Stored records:
=-=-=

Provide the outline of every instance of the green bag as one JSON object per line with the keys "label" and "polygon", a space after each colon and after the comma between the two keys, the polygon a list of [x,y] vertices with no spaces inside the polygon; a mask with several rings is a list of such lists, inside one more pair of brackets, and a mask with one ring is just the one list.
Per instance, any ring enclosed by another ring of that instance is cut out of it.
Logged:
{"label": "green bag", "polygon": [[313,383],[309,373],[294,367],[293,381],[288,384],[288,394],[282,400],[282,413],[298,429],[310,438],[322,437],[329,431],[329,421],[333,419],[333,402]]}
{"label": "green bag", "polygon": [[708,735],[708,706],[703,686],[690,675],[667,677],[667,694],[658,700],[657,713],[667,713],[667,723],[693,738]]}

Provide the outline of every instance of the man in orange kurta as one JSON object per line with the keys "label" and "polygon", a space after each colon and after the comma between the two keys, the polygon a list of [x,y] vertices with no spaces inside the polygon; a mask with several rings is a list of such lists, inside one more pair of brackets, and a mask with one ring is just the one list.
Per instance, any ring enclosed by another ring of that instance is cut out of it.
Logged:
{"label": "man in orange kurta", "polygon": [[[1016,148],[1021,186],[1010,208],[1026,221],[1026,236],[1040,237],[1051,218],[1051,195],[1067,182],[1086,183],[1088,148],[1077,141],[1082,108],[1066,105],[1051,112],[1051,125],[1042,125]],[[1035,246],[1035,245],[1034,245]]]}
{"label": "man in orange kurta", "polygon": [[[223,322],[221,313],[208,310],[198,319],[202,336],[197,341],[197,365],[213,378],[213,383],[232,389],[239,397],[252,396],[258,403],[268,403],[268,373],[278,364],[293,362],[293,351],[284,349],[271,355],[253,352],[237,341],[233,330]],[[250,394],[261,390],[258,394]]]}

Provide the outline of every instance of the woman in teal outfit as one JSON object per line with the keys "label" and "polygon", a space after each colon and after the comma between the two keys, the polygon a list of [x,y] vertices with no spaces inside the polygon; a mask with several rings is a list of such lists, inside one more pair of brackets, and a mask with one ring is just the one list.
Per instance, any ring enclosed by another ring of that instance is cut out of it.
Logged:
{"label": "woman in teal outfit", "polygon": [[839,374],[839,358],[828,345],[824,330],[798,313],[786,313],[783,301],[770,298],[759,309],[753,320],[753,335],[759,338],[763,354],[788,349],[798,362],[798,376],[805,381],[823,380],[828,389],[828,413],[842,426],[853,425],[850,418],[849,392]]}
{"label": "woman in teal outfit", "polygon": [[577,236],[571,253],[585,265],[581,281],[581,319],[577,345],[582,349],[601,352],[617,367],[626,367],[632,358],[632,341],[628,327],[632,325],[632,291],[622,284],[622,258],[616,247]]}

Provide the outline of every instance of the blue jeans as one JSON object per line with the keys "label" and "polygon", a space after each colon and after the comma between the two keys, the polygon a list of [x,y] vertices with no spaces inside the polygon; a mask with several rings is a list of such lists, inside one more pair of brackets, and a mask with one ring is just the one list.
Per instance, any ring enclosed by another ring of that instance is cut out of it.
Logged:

=-=-=

The exercise
Your task is to print the whole listing again exactly.

Answer to the exercise
Provide the outline of every instance of the green bag as one JSON object per line with the keys "label" and "polygon", a space after each colon and after the comma between the two keys, the polygon a list of [x,y] vertices with no spaces inside the polygon; a mask with several rings is a list of such lists, inside one more pair of brackets, and a mask with one ring is just the one list.
Per instance, any ring enclosed by another ring of that instance is cut out of it.
Logged:
{"label": "green bag", "polygon": [[313,383],[309,373],[294,367],[293,381],[288,384],[288,394],[282,400],[282,413],[298,429],[310,438],[322,437],[329,431],[329,421],[333,419],[333,402]]}
{"label": "green bag", "polygon": [[708,735],[708,706],[703,686],[690,675],[667,677],[667,694],[658,700],[657,713],[667,713],[667,723],[693,738]]}

Provide the outline of every instance of the man in orange kurta as one JSON object per line with the keys "label" and "polygon", a space after each colon and after the comma between the two keys, the polygon a list of [x,y] vertices with no spaces inside the polygon; a mask with several rings is a list of such lists, inside one more pair of brackets, and a mask with one ring is just the one list.
Per instance, any ring enclosed by another ring of that instance is cut out of it.
Logged:
{"label": "man in orange kurta", "polygon": [[[1016,148],[1021,186],[1010,208],[1026,221],[1026,236],[1040,237],[1051,218],[1051,195],[1067,182],[1086,183],[1088,148],[1077,141],[1082,108],[1066,105],[1051,112],[1051,125],[1042,125]],[[1035,246],[1035,245],[1034,245]]]}
{"label": "man in orange kurta", "polygon": [[[223,322],[221,313],[208,310],[198,319],[202,336],[197,341],[197,365],[213,378],[213,383],[232,389],[239,397],[252,396],[258,403],[268,403],[268,373],[278,364],[293,362],[293,351],[284,349],[271,355],[253,352],[237,341],[233,330]],[[250,394],[261,390],[258,394]]]}

Provide the outline of every instance of the woman in teal outfit as one JSON object per line with the keys "label" and "polygon", a space after each colon and after the comma between the two keys, the polygon a list of [x,y] vertices with no spaces inside the polygon; a mask with several rings is a list of such lists, inside one more pair of brackets, and a mask with one ring is just the one list.
Per instance, any ring enclosed by another ring of that instance is cut out of it.
Logged:
{"label": "woman in teal outfit", "polygon": [[839,374],[839,358],[828,345],[824,330],[798,313],[786,313],[783,301],[770,298],[759,309],[753,320],[753,335],[759,338],[763,354],[788,349],[798,362],[798,376],[805,381],[823,380],[828,389],[828,413],[842,426],[853,425],[850,418],[849,392]]}
{"label": "woman in teal outfit", "polygon": [[577,236],[571,253],[585,265],[581,281],[581,319],[577,345],[582,349],[601,352],[617,367],[626,367],[632,358],[632,341],[628,327],[632,325],[632,291],[622,284],[622,258],[616,247]]}

Provide the outline of every instance of the blue jeans as one JSON object per line with the keys "label" and "polygon", a space after each colon and after the comma between the two keys, the polygon a list of [x,y] vertices with no spaces inside the polygon; a mask with several rings is a list of such lists, inside one more pair of brackets, and a mask with one ring is just the one list.
Per instance, any ring enclosed by another ring of that instance is cut out of it.
Logged:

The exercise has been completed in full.